**Requirements:**
Please answer these questions from the energy price cap article:
(a) On what date is the election that the Conservative Party must win for the cap to go ahead?
(b) About what share of the retail electricity market do the six big providers account for?
(c) What start date do the Deutsche Bank analysts expect for the price cap?

LONDON, May 15 (Reuters) - British Prime Minister Theresa May’s proposal to cap household energy prices if she is re-elected in June could mean a 600 million pound a year hit to the earnings of the country’s “Big Six” energy companies and thousands of job cuts, Deutsche Bank said on Monday.
The squeeze on margins could also potentially push Innogy , which owns Npower, to exit the UK retail market altogether, the bank said.
May has pledged to cap standard variable tariffs if the Conservative Party wins the election on June 8 due to a doubling of energy bills in Britain over the past decade.
The British market is dominated by six big providers - Centrica, SSE, Scottish Power, Innogy-owned Npower, E.ON and EDF Energy - which account for about 85 percent of the retail electricity market.
The industry has argued that a price cap would wipe out competition and damage investment.
Deutsche Bank analysts expect April 2018 to be the likely start date for the price cap and expect all of six companies to experience a squeeze of around 2 percent on UK retail margins.
The cap could cut Centrica and SSE’s EBIT (core) margins for their retail divisions to 3 percent from 5 percent.
“This is a squeeze in earnings for the big six combined of about 600 million pounds ($775.74 million) per annum, with Centrica being hit by about 200 million pounds/pa and SSE by about 100 million pounds,” they said in a research note.

**Record excerpts:**
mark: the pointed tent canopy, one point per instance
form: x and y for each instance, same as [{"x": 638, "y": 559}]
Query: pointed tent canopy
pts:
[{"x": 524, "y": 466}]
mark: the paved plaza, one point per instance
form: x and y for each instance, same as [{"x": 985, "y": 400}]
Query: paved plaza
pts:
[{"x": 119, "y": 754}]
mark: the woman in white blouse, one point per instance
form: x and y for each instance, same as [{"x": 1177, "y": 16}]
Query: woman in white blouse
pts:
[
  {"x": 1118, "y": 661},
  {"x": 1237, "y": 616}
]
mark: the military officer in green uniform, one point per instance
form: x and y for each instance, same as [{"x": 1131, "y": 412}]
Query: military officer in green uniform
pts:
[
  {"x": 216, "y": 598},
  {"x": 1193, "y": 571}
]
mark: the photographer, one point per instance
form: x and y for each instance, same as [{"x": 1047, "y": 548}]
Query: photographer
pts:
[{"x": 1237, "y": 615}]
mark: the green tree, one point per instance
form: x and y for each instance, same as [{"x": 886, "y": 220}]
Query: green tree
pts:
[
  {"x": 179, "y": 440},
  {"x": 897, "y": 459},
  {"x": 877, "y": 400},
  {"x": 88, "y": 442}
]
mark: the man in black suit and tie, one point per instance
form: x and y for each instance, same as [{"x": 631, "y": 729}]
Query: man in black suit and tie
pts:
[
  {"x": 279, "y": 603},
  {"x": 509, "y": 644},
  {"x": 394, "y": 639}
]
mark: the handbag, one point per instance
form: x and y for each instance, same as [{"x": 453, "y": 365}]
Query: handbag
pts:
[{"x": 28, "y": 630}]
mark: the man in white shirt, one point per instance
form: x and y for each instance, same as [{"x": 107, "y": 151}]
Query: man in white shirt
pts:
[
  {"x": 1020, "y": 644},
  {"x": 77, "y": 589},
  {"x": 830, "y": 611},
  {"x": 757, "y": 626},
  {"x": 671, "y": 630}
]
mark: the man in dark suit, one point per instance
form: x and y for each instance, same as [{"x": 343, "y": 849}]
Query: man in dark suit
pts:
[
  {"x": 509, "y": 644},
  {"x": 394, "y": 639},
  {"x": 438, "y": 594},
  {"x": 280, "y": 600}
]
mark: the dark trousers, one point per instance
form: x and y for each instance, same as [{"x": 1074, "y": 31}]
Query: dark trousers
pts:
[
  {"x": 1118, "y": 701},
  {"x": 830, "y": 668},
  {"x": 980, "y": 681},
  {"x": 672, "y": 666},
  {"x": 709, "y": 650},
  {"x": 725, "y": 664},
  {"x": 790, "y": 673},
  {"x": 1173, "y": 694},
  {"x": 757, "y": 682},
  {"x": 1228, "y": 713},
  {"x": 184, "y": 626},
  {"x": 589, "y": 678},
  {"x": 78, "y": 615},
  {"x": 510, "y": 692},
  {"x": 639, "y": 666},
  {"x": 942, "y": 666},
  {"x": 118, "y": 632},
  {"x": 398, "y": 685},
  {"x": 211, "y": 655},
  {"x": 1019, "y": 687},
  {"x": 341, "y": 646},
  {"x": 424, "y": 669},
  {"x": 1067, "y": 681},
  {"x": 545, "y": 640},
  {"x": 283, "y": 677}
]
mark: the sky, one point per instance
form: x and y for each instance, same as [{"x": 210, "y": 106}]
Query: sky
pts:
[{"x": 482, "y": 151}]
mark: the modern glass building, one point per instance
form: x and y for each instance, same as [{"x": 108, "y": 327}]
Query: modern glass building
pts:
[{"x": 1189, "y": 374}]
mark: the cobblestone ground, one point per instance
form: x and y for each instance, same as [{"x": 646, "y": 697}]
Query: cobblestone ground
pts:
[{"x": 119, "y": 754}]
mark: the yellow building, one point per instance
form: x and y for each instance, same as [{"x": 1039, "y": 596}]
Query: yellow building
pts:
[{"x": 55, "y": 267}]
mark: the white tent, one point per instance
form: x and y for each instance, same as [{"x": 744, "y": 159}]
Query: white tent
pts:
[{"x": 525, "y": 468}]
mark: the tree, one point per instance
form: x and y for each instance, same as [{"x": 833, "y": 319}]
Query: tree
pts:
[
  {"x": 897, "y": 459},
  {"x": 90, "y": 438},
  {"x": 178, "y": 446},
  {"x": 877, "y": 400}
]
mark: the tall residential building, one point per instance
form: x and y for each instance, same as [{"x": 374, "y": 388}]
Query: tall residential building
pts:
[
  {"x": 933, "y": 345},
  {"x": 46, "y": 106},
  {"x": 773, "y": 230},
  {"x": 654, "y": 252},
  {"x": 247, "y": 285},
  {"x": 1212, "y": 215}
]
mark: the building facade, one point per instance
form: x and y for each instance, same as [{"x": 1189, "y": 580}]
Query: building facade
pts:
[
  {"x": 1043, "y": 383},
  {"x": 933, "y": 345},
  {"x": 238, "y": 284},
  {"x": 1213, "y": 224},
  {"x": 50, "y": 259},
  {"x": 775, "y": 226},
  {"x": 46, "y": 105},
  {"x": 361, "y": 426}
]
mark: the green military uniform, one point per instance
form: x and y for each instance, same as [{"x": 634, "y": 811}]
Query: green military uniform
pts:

**Result:**
(a) June 8
(b) About 85 percent
(c) April 2018